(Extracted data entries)
═══

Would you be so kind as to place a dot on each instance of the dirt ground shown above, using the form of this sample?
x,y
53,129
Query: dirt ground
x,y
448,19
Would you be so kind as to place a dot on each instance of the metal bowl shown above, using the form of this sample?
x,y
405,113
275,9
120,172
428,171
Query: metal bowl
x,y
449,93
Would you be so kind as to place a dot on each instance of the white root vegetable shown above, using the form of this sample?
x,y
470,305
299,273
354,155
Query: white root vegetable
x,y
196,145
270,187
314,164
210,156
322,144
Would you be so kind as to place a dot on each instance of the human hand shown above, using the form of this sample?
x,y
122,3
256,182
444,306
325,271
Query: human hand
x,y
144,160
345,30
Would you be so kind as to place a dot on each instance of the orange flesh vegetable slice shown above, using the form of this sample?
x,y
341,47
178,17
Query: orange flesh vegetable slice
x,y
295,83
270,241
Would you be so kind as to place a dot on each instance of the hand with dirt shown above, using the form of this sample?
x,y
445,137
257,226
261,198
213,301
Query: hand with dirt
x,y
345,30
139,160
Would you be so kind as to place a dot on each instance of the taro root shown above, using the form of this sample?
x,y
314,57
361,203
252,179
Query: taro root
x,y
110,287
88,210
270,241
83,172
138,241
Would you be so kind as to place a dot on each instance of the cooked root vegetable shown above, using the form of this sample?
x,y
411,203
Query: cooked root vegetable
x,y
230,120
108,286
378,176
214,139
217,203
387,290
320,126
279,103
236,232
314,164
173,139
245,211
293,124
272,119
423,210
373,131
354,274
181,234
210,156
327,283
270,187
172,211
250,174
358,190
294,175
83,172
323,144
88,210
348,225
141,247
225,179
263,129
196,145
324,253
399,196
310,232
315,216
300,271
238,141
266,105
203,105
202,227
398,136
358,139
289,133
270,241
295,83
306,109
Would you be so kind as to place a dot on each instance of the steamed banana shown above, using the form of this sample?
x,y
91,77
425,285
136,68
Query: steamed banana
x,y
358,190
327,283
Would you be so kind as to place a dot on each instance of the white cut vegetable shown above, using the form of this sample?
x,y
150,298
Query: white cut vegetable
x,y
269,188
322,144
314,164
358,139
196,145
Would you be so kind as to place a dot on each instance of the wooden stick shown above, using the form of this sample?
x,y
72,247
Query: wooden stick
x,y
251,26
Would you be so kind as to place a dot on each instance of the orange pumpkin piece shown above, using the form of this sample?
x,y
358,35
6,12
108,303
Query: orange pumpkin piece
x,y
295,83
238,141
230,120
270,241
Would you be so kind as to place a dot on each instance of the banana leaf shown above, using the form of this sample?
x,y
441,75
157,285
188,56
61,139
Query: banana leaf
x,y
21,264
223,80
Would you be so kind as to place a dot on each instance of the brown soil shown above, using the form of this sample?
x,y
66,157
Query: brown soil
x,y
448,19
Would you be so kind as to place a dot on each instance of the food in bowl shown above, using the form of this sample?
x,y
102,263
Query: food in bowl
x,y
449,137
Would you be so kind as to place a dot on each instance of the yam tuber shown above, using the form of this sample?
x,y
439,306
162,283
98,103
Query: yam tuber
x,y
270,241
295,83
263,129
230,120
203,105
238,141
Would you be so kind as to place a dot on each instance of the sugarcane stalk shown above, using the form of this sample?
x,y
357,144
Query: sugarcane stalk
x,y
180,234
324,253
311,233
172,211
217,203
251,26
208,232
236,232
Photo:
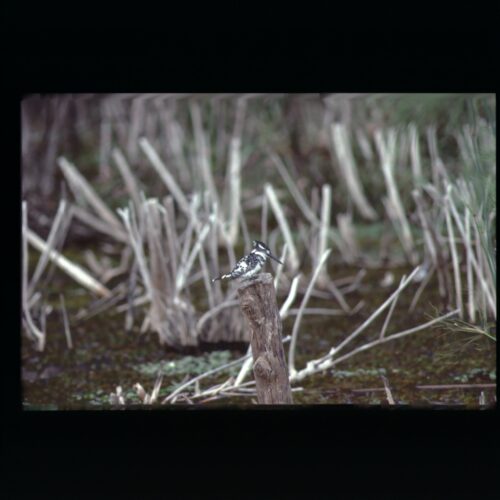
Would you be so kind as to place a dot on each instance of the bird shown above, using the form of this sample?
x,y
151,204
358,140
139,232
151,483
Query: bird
x,y
250,265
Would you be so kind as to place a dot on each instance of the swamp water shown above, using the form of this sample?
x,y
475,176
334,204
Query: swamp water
x,y
105,356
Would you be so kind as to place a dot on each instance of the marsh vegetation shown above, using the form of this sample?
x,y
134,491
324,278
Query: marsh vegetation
x,y
382,207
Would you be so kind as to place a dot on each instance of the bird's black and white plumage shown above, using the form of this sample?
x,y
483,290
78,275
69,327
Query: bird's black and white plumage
x,y
250,265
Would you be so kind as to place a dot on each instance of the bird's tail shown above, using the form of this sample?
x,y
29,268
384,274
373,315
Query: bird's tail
x,y
222,277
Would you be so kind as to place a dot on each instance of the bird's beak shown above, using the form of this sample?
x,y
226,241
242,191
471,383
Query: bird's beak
x,y
274,258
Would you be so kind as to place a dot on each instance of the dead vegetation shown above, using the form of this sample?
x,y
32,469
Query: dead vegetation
x,y
195,169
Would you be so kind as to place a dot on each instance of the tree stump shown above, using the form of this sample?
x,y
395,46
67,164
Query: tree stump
x,y
259,307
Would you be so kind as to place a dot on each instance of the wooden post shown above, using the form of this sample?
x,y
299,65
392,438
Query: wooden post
x,y
258,305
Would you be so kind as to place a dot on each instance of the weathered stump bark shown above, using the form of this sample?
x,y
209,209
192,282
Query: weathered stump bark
x,y
258,305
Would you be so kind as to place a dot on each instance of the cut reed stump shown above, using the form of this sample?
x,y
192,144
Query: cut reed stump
x,y
259,307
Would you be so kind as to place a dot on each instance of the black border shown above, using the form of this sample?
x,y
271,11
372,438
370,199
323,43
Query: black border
x,y
382,63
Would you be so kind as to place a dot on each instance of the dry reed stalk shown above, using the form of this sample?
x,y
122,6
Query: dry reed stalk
x,y
319,311
74,271
234,171
263,219
416,163
438,168
391,310
130,222
51,243
291,297
421,288
367,322
346,230
364,144
294,190
171,234
388,391
426,226
454,257
80,186
67,331
489,293
313,366
280,268
32,329
202,153
184,385
326,204
387,154
165,175
128,176
96,223
295,330
348,169
455,386
283,224
104,149
186,266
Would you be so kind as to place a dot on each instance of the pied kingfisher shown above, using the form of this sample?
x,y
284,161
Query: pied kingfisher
x,y
248,266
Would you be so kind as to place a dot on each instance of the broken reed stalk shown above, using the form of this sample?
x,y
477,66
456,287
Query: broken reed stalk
x,y
80,186
51,240
165,175
326,204
127,176
489,293
258,305
391,310
313,366
283,224
33,330
295,331
234,170
73,270
202,151
294,190
362,327
387,154
343,150
67,331
454,257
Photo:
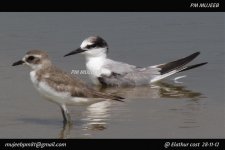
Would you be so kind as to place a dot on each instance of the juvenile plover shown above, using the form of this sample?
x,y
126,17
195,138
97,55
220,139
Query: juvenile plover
x,y
58,86
107,72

═══

**WHAT THIS TASK INVOLVES**
All of the entries above need to be repeated exactly, minus the pictures.

**SOLUTION**
Would you be so kind as to place a dot on each instance of the dirt ground shown above, using the form of this sample?
x,y
53,129
Query: dirt ground
x,y
448,19
Would you be so kind as to place a dot on each instance of the metal bowl shown above, using the form of this sample?
x,y
405,113
275,9
120,172
428,171
Query: metal bowl
x,y
449,93
Would you be so kind as to place a dot on each instance of the white root vegetable shown above, using the form of this sample?
x,y
470,305
299,273
354,155
Query: white root vegetable
x,y
196,145
270,187
314,164
210,156
322,144
Would you be so kind as to place a dot on each instance of the human hand shown above, using the form of this sample?
x,y
122,3
256,182
444,306
325,271
Query: human hand
x,y
144,160
345,30
Would you be so kind as to place a dot on each instance of the orange flesh vegetable slice shown above, using the form of this sample?
x,y
341,47
178,17
Query: orange flesh vegetable slice
x,y
295,83
270,241
Would you be so kind as to place a dot on each instance of the hand with dirt shown above, using the form of this sample?
x,y
445,137
257,226
261,198
213,301
Query: hand with dirt
x,y
345,30
139,160
Would you be so kind as to place a dot on each instance of the taro root shown above, using the form of this sample?
x,y
314,57
361,203
252,179
Query: taro root
x,y
110,287
88,210
270,241
83,172
138,241
Would you be so kind as to place a dot on each instance of the cooked root vegetable shown above, using the form of this sample?
x,y
411,203
Query: cooked root vegetable
x,y
230,120
108,286
378,176
214,139
217,203
387,290
320,126
279,103
236,232
314,164
173,139
245,211
293,124
272,119
423,210
373,131
354,274
181,234
210,156
327,283
270,187
172,211
250,174
358,190
294,175
83,172
323,144
88,210
348,225
141,247
225,179
263,129
196,145
324,253
399,196
310,232
315,216
300,271
238,141
266,105
203,105
202,227
398,136
358,139
289,133
270,241
295,83
306,109
Would you be so kind as to place a dot on each instance of the steamed banana shown above, using the form of this sample?
x,y
91,77
425,285
136,68
Query: steamed banana
x,y
358,190
327,283
Would you be so kind as to place a dot on each instance of the white cut vegetable shown above, using the form of this sample?
x,y
150,298
Query: white cut vegetable
x,y
269,188
322,144
314,164
358,139
196,145
Would you be so kind as to place a dot on each instance of the wooden stick shown above, using the form of this sample?
x,y
72,247
Query: wooden stick
x,y
251,26
Would you be so kind as to place a dot on each instance of the orange pumpkin piece shown above, using the form of this sample?
x,y
358,35
6,12
108,303
Query: orange pumpkin piece
x,y
295,83
238,141
230,120
270,241
Would you be so kind as to place a dot on each instance of the banana leaf shown above, using the form of this sample?
x,y
441,75
157,285
188,56
61,139
Query: banana leaf
x,y
21,264
223,80
Would you be so kind as to place a dot on each instance of the brown soil shown above, using the form of this sample?
x,y
66,157
Query: brown soil
x,y
448,19
Would you be so kind as to place a dot on each instance of the food in bowl shown above, using the form of this sample?
x,y
102,263
Query: food in bowl
x,y
449,137
Would you be so kind as to place a dot on each instance of the yam tuber shown above, using the form of this sample?
x,y
439,306
162,283
98,103
Query: yam tuber
x,y
270,241
295,83
263,129
230,120
203,105
238,141
Would you be so kind as to place a dot on each instance of the sugarcane stalk shown above, using the form of this sample?
x,y
357,144
Query: sugarcane stalk
x,y
180,234
324,253
311,233
172,211
217,203
251,26
208,232
236,232
Photo:
Would you be so kind as to place a dot on each instance of the bird shown above, using the form of this sample?
x,y
151,204
358,140
139,232
151,483
Query: bird
x,y
250,265
Would you be so kind as to place a dot on each instance of the swamp water shown above, using the form of this sample?
x,y
475,176
334,204
Query: swamp water
x,y
105,356
Would you be so kind as to place a dot on each instance of the marsh vegetation shown above, using the form of this sample?
x,y
134,491
324,278
Query: marsh vegetation
x,y
382,207
Would you be so kind as to place a dot on each instance of the bird's black and white plumage shown above, using the form of this sample?
x,y
483,290
78,275
69,327
Query: bird's black and white plumage
x,y
250,265
Would you be so kind as to place a dot on each instance of the bird's tail shown above, using the form of this sample?
x,y
29,268
384,274
373,315
Query: bird's tail
x,y
222,277
Would you be so kind as to place a dot on each instance of the bird's beak shown above, using the form of this sample?
x,y
226,241
242,191
471,383
Query: bird's beak
x,y
274,258
Would you be so kind as to place a dot on each instance of the dead vegetation shown above, using the form of this sample?
x,y
32,469
Query: dead vegetation
x,y
195,169
Would you be so kind as to place a dot on each instance of the tree stump shown above, using the form of this sample?
x,y
395,46
67,164
Query: tree stump
x,y
259,307
Would you be so kind as to place a dot on each instance of the wooden post shown above, using the form of this sample?
x,y
299,65
392,438
Query: wooden post
x,y
258,305
Would you be so kind as to place a dot on each instance of the weathered stump bark shown above, using the form of this sample?
x,y
209,209
192,282
Query: weathered stump bark
x,y
258,305
Would you be so kind as to place a dot on each instance of the cut reed stump shown above, using the form of this sample?
x,y
192,144
Query: cut reed stump
x,y
259,307
Would you be so kind as to place a dot on each instance of the black border shown above, using the form of this sample?
x,y
271,11
372,438
370,199
323,43
Query: black border
x,y
382,63
Would you be so kind as to place a dot on each instance of the dry reed stalk shown above, using the form of this sample?
x,y
122,6
Query: dry reed stalk
x,y
319,311
74,271
234,171
263,219
416,163
438,168
391,310
130,222
51,243
291,297
421,288
367,322
346,230
364,144
294,190
171,234
388,391
426,226
454,257
80,186
67,331
489,293
313,366
280,268
32,329
202,153
184,385
326,204
387,154
165,175
128,176
96,223
295,330
348,169
455,386
283,224
104,149
186,266
Would you be so kind as to place a dot on each instance of the pied kingfisher shown above, using the form of this sample?
x,y
284,161
Query: pied kingfisher
x,y
248,266
Would you be so kind as to place a dot on each instance of the broken reed stalk shown above, using the form of this sample?
x,y
477,66
456,287
Query: broken reed stalk
x,y
80,186
51,240
165,175
326,204
127,176
489,293
258,305
391,310
313,366
283,224
33,330
295,331
234,170
73,270
202,151
294,190
362,327
387,154
343,150
67,331
454,257
Photo:
Would you be so kind as to place a dot on each instance of the juvenile plover shown above, using the form of this sample?
x,y
126,17
195,138
97,55
220,139
Query: juvenile plover
x,y
58,86
107,72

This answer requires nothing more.